Instructions
**a.** Write out the passage of the article on Mahathirism that begins at the words "Wednesday, October 05, 2005" and stops after the words "the Soviet Union.".
**b.** According to the article on Mahathirism, at which think-tank was Fukuyama working as an analyst?
**c.** List every individual person named in the article on Mahathirism.

Source passage
Wednesday, October 05, 2005

41] The End of Mahathirism?

Death knell for Mahathirism?
Azly Rahman
Oct 3, 05 4:50pm

About 20 years ago when Francis Fukuyama wrote about the rise and dominance of American-style liberal ideology, he was partially correct in his proposition that global politics will see the rise of the American Empire and the break up of the Soviet Union.

I recall this theme eulogised by the German rock group Scorpions in their song 'Winds of Change'. Fukuyama, then an analyst with Washington-based neo-conservative think-tank Rand Corporation, became an American idol in political science, thanks to Time magazine and the American corporate media sympathetic to the cause/civilising mission of the American Empire.

Partly incorrect and one not so visionary of an analysis however, was his prediction that the world will not see any more ‘struggles via revolutions’ as the thesis-antithesis or the dialectical-materialism of international relations will see the triumph of the 'forces of democracy’. What eventually happened was not the end of history but the beginning of another form of history, one analysed by a prominent political scientist Benjamin Barber as ‘Jihad versus McWorld’.

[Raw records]
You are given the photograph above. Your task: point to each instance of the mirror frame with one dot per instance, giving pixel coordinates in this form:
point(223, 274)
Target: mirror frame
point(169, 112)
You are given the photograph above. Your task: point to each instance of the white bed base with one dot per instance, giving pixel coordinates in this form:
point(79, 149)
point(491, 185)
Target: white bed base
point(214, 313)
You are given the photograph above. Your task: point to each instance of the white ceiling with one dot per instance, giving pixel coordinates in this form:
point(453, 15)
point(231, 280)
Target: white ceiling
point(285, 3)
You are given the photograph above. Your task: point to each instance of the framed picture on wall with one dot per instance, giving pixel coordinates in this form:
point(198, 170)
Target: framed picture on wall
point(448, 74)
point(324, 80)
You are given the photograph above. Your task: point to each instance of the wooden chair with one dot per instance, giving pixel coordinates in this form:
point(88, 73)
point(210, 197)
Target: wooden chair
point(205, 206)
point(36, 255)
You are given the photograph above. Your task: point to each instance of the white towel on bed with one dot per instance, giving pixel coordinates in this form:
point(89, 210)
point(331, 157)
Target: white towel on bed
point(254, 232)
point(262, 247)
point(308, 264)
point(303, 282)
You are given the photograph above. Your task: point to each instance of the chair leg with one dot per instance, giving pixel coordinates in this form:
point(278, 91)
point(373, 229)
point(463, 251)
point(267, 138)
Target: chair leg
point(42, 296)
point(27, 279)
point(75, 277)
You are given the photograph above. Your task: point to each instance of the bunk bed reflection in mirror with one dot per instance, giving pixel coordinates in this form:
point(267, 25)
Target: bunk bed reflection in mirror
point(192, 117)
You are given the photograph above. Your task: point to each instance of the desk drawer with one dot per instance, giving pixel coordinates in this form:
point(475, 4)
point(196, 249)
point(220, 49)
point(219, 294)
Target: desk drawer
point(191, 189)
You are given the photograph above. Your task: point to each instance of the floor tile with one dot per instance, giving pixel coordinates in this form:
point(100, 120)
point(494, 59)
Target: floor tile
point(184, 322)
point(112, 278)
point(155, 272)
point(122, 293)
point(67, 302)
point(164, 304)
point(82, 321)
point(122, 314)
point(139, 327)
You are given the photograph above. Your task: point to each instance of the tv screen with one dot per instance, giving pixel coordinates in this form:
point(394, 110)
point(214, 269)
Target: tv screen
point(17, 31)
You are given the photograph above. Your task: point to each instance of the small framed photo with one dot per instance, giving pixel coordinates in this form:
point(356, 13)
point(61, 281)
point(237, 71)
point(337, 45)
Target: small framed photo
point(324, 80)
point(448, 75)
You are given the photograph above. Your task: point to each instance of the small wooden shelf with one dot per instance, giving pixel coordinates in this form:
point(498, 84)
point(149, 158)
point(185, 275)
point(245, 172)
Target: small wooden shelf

Task-by-task outputs
**a.**
Wednesday, October 05, 2005

41] The End of Mahathirism?

Death knell for Mahathirism?
Azly Rahman
Oct 3, 05 4:50pm

About 20 years ago when Francis Fukuyama wrote about the rise and dominance of American-style liberal ideology, he was partially correct in his proposition that global politics will see the rise of the American Empire and the break up of the Soviet Union.

**b.** Rand Corporation

**c.** Azly Rahman, Francis Fukuyama, Benjamin Barber